Items from a data source
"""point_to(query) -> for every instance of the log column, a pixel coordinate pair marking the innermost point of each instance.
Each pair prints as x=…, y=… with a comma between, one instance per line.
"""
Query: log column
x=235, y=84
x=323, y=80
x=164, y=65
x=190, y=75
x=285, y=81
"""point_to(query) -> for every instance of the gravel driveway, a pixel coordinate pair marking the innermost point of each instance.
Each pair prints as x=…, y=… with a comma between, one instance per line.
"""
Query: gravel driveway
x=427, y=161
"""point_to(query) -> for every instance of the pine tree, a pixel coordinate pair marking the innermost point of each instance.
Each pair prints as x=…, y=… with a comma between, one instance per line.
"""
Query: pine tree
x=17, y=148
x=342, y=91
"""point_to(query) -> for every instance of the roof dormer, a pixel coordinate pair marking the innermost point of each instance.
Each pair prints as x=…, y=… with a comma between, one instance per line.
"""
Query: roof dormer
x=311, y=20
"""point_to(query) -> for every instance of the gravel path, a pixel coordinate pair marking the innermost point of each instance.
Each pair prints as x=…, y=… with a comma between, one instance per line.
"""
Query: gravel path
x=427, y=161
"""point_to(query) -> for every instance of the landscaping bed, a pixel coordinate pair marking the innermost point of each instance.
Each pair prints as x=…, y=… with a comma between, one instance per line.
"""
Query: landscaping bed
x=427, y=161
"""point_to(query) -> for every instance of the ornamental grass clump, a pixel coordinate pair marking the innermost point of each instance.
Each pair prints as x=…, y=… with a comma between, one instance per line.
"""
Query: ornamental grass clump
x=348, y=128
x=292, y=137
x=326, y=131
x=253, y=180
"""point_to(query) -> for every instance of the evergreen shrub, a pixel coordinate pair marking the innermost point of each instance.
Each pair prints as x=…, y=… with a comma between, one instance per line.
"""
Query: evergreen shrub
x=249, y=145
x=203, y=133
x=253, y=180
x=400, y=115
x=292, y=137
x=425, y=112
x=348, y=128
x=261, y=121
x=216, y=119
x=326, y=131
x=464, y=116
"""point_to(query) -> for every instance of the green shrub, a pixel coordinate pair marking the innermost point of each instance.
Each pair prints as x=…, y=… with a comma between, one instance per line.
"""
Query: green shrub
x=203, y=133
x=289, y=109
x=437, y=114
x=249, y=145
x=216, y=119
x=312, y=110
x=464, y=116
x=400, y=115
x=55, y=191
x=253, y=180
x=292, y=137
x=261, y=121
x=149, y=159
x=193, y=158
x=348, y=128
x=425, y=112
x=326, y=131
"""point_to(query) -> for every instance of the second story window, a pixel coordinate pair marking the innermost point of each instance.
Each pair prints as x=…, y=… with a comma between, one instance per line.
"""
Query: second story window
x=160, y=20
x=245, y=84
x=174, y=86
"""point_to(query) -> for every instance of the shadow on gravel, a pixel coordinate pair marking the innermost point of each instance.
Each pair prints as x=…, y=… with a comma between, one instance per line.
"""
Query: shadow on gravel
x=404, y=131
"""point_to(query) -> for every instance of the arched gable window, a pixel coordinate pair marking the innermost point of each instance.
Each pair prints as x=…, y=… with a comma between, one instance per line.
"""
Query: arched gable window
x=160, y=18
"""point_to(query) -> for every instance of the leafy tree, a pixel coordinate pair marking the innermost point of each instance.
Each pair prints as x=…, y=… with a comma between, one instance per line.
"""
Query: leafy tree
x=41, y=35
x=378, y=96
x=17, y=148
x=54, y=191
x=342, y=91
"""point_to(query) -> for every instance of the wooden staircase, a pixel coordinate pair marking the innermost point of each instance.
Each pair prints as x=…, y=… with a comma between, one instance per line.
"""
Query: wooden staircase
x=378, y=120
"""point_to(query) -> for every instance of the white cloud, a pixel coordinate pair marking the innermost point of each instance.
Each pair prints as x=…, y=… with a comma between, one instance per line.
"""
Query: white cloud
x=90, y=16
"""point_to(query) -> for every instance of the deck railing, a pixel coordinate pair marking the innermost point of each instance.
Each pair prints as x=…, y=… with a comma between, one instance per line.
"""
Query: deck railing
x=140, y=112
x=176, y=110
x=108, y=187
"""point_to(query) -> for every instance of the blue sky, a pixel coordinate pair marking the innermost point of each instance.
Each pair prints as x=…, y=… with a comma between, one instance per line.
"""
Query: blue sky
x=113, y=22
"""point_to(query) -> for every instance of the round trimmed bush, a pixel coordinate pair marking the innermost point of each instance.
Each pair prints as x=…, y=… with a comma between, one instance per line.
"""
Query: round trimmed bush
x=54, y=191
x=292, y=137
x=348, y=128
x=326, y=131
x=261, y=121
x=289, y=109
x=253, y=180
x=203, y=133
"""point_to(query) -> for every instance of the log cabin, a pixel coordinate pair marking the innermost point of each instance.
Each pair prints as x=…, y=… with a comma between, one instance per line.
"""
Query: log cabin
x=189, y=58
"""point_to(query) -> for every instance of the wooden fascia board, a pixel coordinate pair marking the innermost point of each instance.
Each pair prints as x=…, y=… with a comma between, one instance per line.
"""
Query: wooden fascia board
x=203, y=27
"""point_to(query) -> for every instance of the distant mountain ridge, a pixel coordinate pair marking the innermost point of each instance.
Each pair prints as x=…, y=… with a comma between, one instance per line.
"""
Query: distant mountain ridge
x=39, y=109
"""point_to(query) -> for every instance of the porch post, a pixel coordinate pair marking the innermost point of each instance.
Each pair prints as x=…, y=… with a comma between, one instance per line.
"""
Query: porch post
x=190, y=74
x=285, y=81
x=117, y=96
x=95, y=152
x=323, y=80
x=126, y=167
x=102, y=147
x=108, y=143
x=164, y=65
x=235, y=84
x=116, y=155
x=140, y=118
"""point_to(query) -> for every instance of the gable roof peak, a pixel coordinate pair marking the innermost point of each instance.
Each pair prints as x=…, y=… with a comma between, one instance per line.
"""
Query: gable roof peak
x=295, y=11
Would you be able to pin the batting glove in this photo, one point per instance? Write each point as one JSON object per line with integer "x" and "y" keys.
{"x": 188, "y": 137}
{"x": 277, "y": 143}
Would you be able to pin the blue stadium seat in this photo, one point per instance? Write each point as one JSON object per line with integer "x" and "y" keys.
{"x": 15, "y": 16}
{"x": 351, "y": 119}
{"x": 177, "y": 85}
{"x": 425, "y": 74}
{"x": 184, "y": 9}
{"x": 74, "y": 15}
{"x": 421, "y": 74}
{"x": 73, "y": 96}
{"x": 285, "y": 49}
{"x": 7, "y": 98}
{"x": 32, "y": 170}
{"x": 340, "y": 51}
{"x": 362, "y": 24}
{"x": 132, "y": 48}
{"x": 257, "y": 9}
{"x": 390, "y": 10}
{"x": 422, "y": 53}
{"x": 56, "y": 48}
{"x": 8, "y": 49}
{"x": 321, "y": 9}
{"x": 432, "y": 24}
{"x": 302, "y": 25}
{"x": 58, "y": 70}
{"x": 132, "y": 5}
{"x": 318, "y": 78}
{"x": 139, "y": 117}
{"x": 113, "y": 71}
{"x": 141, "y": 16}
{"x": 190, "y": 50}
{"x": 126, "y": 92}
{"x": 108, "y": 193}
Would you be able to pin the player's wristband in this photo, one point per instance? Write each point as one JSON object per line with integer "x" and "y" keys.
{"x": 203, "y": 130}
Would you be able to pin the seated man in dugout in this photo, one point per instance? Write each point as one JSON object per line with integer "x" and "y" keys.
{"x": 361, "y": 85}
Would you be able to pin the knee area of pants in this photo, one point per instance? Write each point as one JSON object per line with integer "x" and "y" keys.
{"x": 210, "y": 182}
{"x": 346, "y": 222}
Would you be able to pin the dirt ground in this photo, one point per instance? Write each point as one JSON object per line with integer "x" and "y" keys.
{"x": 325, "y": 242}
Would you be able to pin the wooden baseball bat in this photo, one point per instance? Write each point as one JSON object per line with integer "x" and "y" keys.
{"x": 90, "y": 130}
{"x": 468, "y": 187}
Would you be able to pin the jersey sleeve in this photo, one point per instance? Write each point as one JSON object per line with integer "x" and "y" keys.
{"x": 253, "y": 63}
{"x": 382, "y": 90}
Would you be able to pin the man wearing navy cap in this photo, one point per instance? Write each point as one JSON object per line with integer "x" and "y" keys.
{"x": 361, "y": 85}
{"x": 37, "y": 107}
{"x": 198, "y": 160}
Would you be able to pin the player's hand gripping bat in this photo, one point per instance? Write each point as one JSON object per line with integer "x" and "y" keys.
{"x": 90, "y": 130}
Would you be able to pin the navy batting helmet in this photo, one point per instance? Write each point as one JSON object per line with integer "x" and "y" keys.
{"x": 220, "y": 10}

# WHAT YOU HAVE TO DO
What you write should match, character for character, the lines from the one with "Would you be able to pin the navy" to the end of the data, both included.

# OUTPUT BELOW
Would you be able to pin the navy batting helmet in this photo, one point per instance? Write each point as one JSON object per line with integer "x" and "y" keys.
{"x": 220, "y": 10}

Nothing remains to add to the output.